* Texte fourni
Introduction à la messe

 

         Nous voici rassemblés pour commémorer, par une prière pour la paix, le 90ème anniversaire de l’armistice de 1918… pour commémorer la fin d’une guerre atroce qui a décimé notre jeunesse française et celle d’autres pays belligérants… pour commémorer une victoire par les armes chèrement et pourtant fièrement gagnée afin d’acquérir la paix entre les nations mais d’abord dans nos maisons et nos cités. Nous en sommes les héritiers reconnaissants.

         Je salue respectueusement Mme le Préfet et les représentants de l’Etat, Messieurs les parlementaires et les conseillers régionaux et départementaux, les autorités militaires et les membres des associations des anciens combattants et des victimes des guerres et vous tous et toutes, sangs mêlés et religions unies dans ce même souvenir qui marque notre Histoire de France, d’Europe et du monde.

         La liturgie catholique fait qu’en ce même jour nous célébrons la fête de Saint-Martin, grande figure de paix et d’amour envers les autres. Que Saint Martin éclaire le chemin de notre désir partagé de paix, de fraternité et de pardon mutuel !

 

 

Homélie

 

         La Grande Guerre 14-18 fut marquée, nous disent les historiens aujourd’hui, par l’héroïsation des soldats ordinaires, les « poilus » comme on dit et ce jusqu’à honorer « le soldat inconnu ». A la différence de notre vision des guerres napoléoniennes où l’on célèbre d’abord les maréchaux et l’Empereur, la guerre de 1914 magnifie les humbles des tranchées et les « gueules cassées ». De sorte que la victoire de 1918 n’est pas vue d’abord comme celle des généraux mais comme celle des poilus, des soldats-citoyens, dont l’incroyable courage touche à la fois notre compassion devant les peurs et les souffrances qu’ils ont endurées et notre piété reconnaissante devant les tombes alignées du Nord et nos monuments aux morts. Notre héros de cette guerre 14-18 est modeste et le poilu ne sait pas qu’il est un héros. Et pourtant son image est devenue en quelque sorte sacrée et la mort du dernier d’entre eux, Lazare Ponticelli, fut bien ainsi honorée dans l’émotion de son décès. Comme nous honorons avec fidélité tous nos anciens combattants des guerres récentes. Comme nous avons été émus par l’annonce des dix soldats français morts il y a quelques mois en Afghanistan. Patriotisme et fraternité nous unissent à ces soldats se reconnaissant dans la défense de la République française ou dans la mission internationale de maintien de la paix en des pays lointains terrorisés.

Guerre pour la paix, maintien de la paix… mais à quel prix humain ! Ne nous faut-il pas entendre alors l’appel constant à établir une paix durable partout dans notre monde, dans notre pays et d’abord entre nous ? « Jamais plus la guerre ! », tel est le désir de tous. Mais la paix est sans cesse à construire et reconstruire tant est fragile notre tissu social et mondial. Outre les trop nombreux conflits régionaux de notre planète, la crise financière et économique actuelle nous fait craindre actuellement ses conséquences sur nos relations.

* Lignes extraites
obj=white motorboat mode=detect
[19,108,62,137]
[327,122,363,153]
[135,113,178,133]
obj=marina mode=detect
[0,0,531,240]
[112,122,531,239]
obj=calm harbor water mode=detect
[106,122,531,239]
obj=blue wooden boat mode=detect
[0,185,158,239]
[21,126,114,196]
...
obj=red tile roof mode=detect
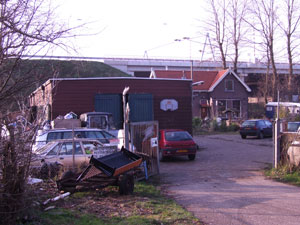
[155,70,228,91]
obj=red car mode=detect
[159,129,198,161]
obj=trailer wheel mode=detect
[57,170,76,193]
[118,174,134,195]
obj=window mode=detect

* Problème à résoudre
Répondez, s'il vous plaît, à ces questions sur le texte de la messe pour l'armistice de 1918 :
(a) Quel anniversaire la messe commémore-t-elle ?
(b) Quel saint la liturgie catholique fête-t-elle ce même jour ?
(c) Quel nom le texte donne-t-il au dernier des poilus ?

* Réponse complète
(a) Le 90ème anniversaire de l'armistice de 1918.
(b) Saint Martin.
(c) Lazare Ponticelli.